Hakuin's commentary on the Hannya Shingyoo, which he entitled Dokugo (i.e., "poisonous words of") Hannya Shingyoo, is a case in point. The shock-value of this wry humor, on the surface sacrilegious, is its own justification as a device for awakening the reader to the dangers inherent in a mere intellectual and doctrinal appropriation of any religious teaching: that it may be substituted for the reality toward which it points, like the mistaking of the

pointing finger for the moon. [26] This, in Ummon's blunter way of putting it, would simply be to "swallow the saliva of other people, and succeed in memorizing and accumulating heaps and loads of curios and antiques." [27] The choice however, between a more physical form of abruptness and surprise and a more humorous form, at least in the greater flexibility of the earlier Zen tradition is a matter of accommodating the technique to the situation and individual involved. In full accord with the ancient practice of Indian and Asian spiritual masters of adjusting the approach to the specific personality and need of the individual, in some circumstances a more dramatic method might be required, and in others a more comic method.


ICONOCLASM AND THE FOLLY OF THE DESIRING SELF

There has probably never been a religious movement more sweepingly iconoclastic than Zen; idols of every sort are mercilessly smashed: scripture, doctrine, tradition, meritorious works, ritual, liturgy, ecclesiasticism, reason, self, prayer, gods, and even the Buddha. Much of the humor in Zen is therefore iconoclastic in character; before enlightenment and liberation can occur, all idols must be overturned or -- which is the same -- laughed out of existence. Anything is potentially an idol; therefore anything is a legitimate object of laughter. No aspect of one's existence is to be taken too seriously. This is precisely the function of humor; for to take things too seriously, however important and significant they might ordinarily seem, is to be dependent upon them and therefore to be caught in the wheel (the vicious circle) of attachment, desire, and anxiety. Beginning with the first Ch'an patriarch the comic/iconoclastic motif is central to Zen, as in the legend of Bodhidharma's response to the inquiry of Emperor Wu of Liang: "'Ever since the beginning of my reign I have built so many temples, copied so many sacred books, and supported so many monks and nuns; what do you think my merit might be?' 'No merit whatever, sire!' was Bodhidharma's reply." [28]

This type of humor not only turns outward in a relentless attack upon idolatry, pretension, and pride, but also is permitted to turn inward toward even the most sacred moments of Zen experience itself, as in the episode of Toozan's enlightenment. In the exuberance over his awakening, Toozan exclaimed to his master, Ummon, "From now on I will go where there is no smoke of human habitation, keep not a grain of rice, but will entertain all the people from the ten directions of the world, dissolve the glue [of their attachment] and release them from their bonds!" Ummon twitted him, "Your body is no bigger

than a cocoanut, but what a big mouth when you open it " [29] Perhaps the most sacrosanct elements in Zen, in the formal sense, are its "apostolic succession" of continuous transmission from the Buddha through Mahaakaa`syapa to the present, and the so-called Zen creed which summarizes the essential thrust of Zen teaching. [30] Yet there are instances of both of these traditions being parodied, as in Mumon's summary and commentary:

A long time ago when the World Honored One was dwelling on Vulture Peak, He picked up a flower and showed it to the congregation. They all remained unmoved, but the venerable Mahaakaa`syapa smiled. The Honored One said: "I have in my hand the doctrine of the right Dharma which is birthless and deathless, the true form of no-form and a great mystery. It is the message of non-dependence upon (words) and letters and is transmitted outside the scriptures. I now hand it to Mahaakaa`syapa."

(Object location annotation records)
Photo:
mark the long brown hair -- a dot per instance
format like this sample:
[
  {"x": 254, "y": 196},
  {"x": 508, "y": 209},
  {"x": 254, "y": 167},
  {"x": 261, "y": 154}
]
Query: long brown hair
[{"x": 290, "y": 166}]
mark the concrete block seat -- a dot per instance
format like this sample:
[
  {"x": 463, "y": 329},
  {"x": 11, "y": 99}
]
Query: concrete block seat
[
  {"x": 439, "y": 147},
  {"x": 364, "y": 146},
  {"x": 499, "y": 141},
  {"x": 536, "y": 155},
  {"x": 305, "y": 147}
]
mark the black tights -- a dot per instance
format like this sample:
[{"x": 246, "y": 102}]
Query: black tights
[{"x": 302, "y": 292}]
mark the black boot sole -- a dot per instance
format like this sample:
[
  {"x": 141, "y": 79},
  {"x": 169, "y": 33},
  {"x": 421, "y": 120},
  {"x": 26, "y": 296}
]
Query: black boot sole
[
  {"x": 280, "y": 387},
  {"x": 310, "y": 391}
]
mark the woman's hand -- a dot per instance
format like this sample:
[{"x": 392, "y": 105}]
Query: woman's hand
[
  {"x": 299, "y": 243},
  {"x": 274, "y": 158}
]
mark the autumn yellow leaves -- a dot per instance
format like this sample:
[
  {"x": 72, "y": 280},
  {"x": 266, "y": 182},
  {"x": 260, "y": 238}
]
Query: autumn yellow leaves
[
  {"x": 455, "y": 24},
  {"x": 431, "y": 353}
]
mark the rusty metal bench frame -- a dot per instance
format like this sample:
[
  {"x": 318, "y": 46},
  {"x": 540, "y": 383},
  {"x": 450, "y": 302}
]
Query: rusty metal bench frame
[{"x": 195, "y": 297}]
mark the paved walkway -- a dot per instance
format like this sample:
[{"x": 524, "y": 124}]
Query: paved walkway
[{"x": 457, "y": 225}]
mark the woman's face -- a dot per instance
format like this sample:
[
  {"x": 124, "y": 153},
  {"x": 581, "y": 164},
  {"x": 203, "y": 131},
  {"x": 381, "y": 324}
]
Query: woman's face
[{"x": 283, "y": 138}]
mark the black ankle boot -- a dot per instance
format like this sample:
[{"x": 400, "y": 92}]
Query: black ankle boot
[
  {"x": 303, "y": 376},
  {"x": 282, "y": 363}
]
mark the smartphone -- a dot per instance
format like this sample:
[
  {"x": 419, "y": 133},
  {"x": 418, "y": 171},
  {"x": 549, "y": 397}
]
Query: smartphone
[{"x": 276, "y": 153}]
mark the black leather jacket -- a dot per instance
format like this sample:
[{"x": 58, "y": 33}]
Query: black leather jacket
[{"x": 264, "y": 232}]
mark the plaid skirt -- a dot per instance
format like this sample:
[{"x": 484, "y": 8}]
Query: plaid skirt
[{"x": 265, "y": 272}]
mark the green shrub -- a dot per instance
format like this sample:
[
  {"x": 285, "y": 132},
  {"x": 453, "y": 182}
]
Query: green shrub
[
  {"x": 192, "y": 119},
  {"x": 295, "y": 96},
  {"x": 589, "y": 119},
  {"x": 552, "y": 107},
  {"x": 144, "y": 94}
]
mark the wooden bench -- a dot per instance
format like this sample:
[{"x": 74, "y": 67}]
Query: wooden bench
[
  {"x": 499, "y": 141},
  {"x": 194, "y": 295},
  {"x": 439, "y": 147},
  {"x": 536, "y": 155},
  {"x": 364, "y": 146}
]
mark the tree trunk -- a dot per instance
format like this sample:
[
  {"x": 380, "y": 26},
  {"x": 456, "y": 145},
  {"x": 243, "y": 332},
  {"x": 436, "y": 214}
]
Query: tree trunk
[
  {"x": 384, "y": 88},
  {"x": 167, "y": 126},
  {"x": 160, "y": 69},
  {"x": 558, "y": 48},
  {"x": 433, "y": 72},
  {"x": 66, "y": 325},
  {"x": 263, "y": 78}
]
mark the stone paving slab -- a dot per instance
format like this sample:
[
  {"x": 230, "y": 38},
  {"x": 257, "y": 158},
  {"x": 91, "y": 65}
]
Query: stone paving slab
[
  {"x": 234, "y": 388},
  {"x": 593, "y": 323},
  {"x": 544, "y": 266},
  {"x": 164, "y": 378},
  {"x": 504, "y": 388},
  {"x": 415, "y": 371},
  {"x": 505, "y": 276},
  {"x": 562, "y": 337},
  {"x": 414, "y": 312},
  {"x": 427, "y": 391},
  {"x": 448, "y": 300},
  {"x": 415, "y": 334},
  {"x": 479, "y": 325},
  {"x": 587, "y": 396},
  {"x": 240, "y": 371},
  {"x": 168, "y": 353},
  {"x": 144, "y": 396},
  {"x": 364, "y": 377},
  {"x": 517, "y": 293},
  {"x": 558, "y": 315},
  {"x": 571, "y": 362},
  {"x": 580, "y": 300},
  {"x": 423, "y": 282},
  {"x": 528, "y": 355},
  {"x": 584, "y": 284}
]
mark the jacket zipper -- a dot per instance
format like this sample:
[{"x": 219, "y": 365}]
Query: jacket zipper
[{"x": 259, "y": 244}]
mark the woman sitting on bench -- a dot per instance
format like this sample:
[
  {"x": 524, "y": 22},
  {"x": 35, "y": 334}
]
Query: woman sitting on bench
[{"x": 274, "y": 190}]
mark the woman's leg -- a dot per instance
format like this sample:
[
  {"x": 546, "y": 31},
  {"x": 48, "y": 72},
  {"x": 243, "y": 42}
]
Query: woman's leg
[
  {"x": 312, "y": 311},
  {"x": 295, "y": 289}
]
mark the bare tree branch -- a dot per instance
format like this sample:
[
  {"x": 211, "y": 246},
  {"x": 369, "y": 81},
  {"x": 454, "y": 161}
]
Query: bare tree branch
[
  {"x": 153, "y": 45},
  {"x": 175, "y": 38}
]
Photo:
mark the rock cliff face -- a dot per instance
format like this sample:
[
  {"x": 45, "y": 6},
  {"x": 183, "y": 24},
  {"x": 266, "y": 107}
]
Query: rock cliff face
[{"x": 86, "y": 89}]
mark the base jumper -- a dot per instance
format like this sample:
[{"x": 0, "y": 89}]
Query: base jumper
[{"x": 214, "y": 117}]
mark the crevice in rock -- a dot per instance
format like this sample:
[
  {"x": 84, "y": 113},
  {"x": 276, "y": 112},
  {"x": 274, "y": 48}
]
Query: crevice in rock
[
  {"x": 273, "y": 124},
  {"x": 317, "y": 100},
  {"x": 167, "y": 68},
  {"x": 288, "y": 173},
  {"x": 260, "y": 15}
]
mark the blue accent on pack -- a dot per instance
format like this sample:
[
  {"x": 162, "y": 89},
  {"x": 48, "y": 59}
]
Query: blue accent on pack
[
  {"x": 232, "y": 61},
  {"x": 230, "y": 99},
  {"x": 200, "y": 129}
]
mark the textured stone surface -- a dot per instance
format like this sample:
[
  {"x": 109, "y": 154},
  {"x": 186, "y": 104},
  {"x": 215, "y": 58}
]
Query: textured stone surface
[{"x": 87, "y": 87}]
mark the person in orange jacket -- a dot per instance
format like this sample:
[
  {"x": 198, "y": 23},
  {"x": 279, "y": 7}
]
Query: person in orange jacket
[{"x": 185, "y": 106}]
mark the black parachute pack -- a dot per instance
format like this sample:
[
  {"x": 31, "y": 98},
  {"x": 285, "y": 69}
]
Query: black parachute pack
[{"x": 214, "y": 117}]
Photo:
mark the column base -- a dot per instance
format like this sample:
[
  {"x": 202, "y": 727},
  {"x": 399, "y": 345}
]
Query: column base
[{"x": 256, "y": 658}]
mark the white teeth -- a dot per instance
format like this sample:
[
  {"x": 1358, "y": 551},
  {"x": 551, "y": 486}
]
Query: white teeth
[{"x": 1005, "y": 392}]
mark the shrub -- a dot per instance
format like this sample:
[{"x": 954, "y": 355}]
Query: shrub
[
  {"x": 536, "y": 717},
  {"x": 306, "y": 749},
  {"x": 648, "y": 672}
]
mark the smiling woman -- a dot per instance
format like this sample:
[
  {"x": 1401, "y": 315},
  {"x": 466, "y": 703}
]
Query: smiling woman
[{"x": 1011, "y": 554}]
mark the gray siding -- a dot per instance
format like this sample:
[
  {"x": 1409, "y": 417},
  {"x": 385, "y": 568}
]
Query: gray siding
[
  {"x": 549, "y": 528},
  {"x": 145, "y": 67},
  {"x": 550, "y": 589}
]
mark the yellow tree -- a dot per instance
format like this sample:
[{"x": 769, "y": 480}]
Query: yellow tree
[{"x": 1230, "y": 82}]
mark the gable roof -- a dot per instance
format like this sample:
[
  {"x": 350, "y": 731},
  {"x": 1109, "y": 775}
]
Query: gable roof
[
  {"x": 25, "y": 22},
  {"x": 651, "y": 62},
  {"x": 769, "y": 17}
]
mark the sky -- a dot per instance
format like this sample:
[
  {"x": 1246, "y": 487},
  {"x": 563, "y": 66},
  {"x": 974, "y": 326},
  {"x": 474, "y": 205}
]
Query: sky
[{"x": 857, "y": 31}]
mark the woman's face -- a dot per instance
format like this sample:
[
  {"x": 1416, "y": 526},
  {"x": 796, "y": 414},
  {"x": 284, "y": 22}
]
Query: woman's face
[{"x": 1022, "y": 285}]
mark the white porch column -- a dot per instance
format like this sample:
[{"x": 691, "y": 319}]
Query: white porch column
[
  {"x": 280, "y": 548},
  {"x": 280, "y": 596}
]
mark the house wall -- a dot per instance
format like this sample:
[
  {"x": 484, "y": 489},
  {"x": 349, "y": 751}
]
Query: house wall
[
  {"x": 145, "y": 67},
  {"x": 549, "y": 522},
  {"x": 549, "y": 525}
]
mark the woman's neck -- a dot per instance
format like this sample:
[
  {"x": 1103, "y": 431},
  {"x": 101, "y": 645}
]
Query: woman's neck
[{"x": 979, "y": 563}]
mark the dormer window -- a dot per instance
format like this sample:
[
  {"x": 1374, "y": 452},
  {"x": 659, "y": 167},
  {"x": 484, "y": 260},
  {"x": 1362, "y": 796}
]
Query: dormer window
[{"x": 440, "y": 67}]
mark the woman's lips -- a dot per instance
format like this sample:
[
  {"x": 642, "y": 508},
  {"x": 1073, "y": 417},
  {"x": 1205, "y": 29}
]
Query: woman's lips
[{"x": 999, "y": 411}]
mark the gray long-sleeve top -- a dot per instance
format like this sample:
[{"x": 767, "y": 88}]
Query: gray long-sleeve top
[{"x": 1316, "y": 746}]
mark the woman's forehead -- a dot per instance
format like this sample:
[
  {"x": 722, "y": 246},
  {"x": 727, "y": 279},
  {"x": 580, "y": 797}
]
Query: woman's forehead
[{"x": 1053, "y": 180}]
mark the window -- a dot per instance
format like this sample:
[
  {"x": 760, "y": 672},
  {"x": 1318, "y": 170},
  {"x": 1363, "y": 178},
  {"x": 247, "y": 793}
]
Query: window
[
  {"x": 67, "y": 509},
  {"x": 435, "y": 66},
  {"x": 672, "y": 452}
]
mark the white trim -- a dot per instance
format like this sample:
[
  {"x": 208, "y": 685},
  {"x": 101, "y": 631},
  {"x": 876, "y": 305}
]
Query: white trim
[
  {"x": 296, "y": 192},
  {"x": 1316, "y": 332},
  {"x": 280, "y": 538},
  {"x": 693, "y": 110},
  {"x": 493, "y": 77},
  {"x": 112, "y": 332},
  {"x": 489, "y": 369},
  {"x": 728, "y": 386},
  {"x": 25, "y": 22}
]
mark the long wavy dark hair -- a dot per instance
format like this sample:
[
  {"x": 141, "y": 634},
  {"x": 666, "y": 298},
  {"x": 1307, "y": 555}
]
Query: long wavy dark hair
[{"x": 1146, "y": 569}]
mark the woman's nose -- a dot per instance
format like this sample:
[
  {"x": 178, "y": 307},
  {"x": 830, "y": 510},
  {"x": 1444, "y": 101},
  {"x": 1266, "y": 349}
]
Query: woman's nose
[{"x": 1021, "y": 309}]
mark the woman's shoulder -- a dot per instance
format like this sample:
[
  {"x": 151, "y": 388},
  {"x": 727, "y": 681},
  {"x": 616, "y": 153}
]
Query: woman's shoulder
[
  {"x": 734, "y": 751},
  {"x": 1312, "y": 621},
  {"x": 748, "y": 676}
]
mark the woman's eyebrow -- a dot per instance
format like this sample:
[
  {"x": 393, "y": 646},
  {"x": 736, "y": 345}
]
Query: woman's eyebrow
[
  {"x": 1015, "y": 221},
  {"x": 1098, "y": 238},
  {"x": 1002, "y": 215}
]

◆ **REQUIREMENT A**: Echo the passage on Zen humor, starting at "pointing finger for" and ending at "more comic method.".
◆ **REQUIREMENT B**: List each thing that Emperor Wu of Liang tells Bodhidharma he has done since the beginning of his reign, according to the passage on Zen humor.
These records come from a different source than the text.

◆ **COMPLETE OUTPUT A**:
pointing finger for the moon. [26] This, in Ummon's blunter way of putting it, would simply be to "swallow the saliva of other people, and succeed in memorizing and accumulating heaps and loads of curios and antiques." [27] The choice however, between a more physical form of abruptness and surprise and a more humorous form, at least in the greater flexibility of the earlier Zen tradition is a matter of accommodating the technique to the situation and individual involved. In full accord with the ancient practice of Indian and Asian spiritual masters of adjusting the approach to the specific personality and need of the individual, in some circumstances a more dramatic method might be required, and in others a more comic method.

◆ **COMPLETE OUTPUT B**:
- Built so many temples
- Copied so many sacred books
- Supported so many monks and nuns